State how many lines in the material below contain the string "rifle". Reply with the number alone.

[Rows of box annotation data]
>>>
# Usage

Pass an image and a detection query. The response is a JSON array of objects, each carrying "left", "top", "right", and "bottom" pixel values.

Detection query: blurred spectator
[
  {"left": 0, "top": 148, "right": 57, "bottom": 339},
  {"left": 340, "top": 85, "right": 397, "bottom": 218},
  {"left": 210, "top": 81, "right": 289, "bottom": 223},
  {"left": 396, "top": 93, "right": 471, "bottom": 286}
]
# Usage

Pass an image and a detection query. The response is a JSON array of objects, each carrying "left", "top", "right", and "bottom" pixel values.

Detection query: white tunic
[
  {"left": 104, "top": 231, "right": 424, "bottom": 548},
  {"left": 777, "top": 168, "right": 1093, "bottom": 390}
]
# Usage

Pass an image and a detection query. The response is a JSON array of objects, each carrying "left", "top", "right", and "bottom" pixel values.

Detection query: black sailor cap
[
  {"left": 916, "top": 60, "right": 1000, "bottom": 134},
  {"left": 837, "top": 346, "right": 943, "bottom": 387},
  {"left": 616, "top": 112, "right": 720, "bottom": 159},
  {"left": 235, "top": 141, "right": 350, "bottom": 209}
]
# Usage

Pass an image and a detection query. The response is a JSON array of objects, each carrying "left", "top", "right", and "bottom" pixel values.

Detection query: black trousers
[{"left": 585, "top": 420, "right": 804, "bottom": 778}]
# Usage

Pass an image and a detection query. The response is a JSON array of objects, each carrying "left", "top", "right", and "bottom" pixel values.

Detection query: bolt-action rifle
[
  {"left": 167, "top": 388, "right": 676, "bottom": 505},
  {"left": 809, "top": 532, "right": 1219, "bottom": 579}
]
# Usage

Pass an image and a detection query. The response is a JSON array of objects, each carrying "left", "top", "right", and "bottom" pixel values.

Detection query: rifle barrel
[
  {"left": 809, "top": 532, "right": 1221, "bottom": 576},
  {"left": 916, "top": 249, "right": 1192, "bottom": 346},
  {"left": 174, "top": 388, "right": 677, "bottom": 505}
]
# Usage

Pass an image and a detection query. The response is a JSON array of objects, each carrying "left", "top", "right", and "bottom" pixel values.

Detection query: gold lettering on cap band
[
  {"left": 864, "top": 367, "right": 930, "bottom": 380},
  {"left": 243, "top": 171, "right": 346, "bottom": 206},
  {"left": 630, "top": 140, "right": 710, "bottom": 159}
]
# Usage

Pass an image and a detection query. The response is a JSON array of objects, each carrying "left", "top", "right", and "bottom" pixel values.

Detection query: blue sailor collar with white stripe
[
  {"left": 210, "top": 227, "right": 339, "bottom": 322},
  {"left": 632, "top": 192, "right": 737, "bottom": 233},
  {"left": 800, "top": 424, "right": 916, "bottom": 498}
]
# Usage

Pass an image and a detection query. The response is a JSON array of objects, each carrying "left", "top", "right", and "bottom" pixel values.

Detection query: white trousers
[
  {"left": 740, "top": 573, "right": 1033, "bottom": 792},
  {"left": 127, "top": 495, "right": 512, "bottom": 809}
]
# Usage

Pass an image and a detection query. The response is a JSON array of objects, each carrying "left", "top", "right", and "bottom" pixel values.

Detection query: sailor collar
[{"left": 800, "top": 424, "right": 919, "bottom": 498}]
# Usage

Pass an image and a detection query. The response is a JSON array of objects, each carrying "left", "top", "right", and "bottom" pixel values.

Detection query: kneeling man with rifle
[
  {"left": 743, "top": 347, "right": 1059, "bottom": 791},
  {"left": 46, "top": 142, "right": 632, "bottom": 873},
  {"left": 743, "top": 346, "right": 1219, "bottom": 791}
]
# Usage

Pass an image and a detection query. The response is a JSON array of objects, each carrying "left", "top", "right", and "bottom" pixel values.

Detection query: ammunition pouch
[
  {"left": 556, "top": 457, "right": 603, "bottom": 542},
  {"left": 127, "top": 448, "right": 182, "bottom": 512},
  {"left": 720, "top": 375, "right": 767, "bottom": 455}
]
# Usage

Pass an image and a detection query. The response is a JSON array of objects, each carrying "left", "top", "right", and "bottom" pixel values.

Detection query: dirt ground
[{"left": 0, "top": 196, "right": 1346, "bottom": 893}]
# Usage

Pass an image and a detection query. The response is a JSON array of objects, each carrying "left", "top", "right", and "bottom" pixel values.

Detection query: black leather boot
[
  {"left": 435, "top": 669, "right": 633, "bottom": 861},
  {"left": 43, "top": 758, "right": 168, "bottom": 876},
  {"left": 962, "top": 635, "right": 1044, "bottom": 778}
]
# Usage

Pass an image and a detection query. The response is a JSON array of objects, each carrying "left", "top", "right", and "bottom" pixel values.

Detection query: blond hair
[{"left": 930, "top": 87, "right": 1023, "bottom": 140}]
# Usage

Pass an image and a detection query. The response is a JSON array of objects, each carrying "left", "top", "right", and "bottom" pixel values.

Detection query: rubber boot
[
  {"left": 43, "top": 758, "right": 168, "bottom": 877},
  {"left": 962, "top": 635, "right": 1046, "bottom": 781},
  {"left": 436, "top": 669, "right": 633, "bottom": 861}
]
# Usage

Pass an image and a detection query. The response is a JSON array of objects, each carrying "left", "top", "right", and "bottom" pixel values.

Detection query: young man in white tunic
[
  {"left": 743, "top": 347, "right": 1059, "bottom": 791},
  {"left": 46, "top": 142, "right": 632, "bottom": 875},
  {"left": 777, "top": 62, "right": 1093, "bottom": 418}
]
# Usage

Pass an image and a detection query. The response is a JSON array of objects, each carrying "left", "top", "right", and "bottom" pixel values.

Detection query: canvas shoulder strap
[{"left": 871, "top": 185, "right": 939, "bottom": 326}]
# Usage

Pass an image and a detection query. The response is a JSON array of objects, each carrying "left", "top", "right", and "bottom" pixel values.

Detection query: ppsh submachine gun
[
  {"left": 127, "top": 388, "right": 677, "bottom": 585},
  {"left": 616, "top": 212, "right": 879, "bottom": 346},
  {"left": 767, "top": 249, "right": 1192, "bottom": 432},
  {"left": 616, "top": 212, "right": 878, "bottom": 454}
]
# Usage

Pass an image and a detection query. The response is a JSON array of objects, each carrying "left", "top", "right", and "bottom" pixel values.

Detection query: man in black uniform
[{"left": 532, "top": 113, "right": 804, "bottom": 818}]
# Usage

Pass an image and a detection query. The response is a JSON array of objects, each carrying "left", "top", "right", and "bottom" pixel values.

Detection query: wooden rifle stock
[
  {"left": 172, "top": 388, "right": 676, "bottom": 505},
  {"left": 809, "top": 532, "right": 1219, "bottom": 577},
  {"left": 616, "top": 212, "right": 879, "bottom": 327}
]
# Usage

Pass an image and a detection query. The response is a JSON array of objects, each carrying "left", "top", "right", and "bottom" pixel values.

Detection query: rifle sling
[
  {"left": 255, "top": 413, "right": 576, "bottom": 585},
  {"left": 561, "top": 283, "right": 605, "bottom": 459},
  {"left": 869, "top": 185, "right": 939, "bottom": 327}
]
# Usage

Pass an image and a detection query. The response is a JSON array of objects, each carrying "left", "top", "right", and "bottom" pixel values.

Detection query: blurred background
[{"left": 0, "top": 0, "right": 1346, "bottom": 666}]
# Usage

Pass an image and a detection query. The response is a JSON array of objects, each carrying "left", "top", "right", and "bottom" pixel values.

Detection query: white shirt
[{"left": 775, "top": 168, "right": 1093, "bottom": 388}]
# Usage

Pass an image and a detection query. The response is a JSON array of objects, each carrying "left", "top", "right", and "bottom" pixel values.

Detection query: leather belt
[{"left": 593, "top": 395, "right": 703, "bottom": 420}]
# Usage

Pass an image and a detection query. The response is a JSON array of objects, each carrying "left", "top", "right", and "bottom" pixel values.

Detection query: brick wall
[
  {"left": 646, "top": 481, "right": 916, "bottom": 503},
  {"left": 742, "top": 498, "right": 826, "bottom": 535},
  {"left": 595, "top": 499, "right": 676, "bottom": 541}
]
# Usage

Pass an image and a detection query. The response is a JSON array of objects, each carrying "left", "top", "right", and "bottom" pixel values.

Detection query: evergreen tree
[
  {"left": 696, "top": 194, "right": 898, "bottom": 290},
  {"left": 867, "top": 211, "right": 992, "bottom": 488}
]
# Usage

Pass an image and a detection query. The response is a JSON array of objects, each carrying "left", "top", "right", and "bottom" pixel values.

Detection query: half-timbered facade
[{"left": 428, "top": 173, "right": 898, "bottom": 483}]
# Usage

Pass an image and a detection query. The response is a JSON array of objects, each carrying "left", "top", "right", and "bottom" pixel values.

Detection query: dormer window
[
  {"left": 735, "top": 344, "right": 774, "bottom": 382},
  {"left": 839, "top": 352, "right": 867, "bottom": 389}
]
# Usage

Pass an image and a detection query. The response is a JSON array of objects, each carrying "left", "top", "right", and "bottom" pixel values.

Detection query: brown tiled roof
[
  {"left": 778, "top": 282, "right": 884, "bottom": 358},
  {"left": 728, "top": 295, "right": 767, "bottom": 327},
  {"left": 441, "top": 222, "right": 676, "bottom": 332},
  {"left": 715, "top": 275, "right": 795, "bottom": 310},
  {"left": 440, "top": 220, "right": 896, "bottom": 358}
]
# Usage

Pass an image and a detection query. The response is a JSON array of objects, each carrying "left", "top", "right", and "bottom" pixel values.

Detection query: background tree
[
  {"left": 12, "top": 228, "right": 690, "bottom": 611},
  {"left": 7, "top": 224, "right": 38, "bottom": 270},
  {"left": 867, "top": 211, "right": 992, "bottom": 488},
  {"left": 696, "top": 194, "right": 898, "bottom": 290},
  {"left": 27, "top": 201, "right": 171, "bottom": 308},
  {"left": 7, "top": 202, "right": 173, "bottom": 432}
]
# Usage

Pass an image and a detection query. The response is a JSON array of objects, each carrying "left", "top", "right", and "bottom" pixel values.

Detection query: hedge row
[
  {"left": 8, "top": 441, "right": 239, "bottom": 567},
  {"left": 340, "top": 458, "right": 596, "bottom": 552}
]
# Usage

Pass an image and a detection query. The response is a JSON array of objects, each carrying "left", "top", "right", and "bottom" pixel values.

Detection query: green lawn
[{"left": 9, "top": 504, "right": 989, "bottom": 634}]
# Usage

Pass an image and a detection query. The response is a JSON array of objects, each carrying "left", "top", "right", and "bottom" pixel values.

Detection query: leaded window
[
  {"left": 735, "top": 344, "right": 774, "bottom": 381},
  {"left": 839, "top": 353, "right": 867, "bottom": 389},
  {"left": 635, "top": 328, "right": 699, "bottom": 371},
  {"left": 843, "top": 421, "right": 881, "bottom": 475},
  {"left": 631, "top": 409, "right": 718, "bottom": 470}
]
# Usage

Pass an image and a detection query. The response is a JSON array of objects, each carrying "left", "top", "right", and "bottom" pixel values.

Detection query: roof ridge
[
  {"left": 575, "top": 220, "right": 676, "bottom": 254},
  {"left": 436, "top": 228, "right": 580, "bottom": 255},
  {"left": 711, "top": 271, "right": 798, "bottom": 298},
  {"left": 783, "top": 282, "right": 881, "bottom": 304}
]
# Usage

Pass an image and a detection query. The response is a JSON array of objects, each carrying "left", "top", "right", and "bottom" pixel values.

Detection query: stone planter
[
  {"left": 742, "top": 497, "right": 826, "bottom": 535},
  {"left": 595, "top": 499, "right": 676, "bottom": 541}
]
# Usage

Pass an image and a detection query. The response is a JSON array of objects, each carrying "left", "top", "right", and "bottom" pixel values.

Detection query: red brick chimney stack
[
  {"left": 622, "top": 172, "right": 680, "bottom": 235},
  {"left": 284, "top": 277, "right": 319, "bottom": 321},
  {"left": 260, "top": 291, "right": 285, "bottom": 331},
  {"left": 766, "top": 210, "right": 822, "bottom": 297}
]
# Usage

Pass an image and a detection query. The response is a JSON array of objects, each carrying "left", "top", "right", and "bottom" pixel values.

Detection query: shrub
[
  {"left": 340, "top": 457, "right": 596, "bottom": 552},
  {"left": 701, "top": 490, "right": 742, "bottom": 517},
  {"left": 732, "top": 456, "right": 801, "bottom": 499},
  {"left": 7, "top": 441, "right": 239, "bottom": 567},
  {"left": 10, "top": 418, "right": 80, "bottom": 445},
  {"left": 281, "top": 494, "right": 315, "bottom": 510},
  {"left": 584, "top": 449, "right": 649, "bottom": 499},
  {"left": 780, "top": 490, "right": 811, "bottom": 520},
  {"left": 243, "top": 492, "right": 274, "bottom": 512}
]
<<<
Response to this task ::
5